Exercise details:
Rescale the material below from the line containing "Provide one marker per instance of the cow's hoof" through the line containing "x=63, y=117", inclusive. Reproduce every line, copying the requests unchanged, and multiply each x and y coordinate in the answers by 2, rounding to whole numbers with halves rounded up.

_ _ _ _ _ _ _

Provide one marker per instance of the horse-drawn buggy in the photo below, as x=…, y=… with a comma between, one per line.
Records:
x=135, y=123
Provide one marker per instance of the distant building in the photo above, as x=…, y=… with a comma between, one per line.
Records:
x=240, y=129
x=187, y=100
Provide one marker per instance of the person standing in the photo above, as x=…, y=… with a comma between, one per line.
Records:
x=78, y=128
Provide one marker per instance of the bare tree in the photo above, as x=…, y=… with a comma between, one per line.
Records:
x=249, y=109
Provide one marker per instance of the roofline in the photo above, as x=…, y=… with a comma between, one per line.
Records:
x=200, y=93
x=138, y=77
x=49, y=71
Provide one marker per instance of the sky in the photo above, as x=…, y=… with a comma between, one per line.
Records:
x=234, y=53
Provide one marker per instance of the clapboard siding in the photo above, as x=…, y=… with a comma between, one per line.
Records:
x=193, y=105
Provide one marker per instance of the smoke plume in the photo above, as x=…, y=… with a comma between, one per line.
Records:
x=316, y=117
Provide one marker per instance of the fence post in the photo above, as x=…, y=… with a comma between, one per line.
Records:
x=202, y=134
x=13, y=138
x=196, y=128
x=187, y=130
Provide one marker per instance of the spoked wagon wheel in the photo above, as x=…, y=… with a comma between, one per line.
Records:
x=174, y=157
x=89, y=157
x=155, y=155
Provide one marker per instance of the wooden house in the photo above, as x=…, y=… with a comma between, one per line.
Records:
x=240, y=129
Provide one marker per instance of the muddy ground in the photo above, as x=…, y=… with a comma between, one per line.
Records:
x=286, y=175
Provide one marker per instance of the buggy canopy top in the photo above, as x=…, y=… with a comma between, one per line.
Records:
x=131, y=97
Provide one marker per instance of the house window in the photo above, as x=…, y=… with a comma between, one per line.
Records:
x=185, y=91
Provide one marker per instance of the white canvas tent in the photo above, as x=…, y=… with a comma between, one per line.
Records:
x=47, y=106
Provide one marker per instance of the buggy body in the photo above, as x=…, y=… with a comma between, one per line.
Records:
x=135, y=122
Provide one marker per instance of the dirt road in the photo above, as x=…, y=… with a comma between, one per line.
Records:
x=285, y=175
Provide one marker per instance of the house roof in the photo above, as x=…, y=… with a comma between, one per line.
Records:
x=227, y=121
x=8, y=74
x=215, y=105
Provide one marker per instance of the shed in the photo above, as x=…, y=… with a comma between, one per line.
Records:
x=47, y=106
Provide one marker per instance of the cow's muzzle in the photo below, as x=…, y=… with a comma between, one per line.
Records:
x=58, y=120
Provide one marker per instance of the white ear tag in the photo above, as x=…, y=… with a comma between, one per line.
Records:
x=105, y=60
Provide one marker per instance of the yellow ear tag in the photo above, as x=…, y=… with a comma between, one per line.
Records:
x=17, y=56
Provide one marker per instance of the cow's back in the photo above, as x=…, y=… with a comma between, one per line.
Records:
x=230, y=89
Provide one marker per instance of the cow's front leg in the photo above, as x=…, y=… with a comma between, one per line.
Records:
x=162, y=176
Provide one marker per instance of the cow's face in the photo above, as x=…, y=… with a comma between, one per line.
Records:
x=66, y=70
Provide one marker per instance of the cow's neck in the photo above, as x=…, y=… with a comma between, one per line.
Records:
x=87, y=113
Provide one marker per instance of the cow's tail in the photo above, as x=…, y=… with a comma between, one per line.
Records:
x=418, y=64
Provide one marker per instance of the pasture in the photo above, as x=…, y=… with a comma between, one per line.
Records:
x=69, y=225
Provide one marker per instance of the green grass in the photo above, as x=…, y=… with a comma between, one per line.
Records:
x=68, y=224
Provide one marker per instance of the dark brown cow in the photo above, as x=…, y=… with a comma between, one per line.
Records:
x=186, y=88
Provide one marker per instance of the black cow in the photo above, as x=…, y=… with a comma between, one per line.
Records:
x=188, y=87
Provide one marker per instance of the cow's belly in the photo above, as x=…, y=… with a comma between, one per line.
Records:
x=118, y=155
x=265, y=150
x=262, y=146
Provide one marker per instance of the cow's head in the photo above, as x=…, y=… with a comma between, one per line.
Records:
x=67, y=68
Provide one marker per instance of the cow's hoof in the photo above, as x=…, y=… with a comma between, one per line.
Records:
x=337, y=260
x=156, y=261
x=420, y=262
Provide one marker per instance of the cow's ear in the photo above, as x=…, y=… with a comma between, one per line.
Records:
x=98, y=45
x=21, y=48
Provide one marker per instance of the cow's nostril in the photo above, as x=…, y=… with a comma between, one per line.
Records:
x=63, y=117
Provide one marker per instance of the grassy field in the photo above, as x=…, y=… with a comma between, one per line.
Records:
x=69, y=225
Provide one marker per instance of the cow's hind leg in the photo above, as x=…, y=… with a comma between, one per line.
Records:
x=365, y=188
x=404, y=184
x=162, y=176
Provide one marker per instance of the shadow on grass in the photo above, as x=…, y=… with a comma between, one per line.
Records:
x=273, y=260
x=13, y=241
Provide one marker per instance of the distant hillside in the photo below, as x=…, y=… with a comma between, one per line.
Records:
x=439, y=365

_ _ _ _ _ _ _

Exercise solution:
Provide one marker per instance of the cow's hoof in the photo above, as x=…, y=… with a comma between, one per line.
Records:
x=674, y=520
x=312, y=522
x=840, y=524
Provide one marker per instance of the cow's ear in the photo above, as x=…, y=… with a comma between, one per line.
Records:
x=196, y=90
x=42, y=96
Provide one marker per instance of the cow's nostril in the photo above, as x=…, y=… with a comma between, one per line.
Records:
x=126, y=234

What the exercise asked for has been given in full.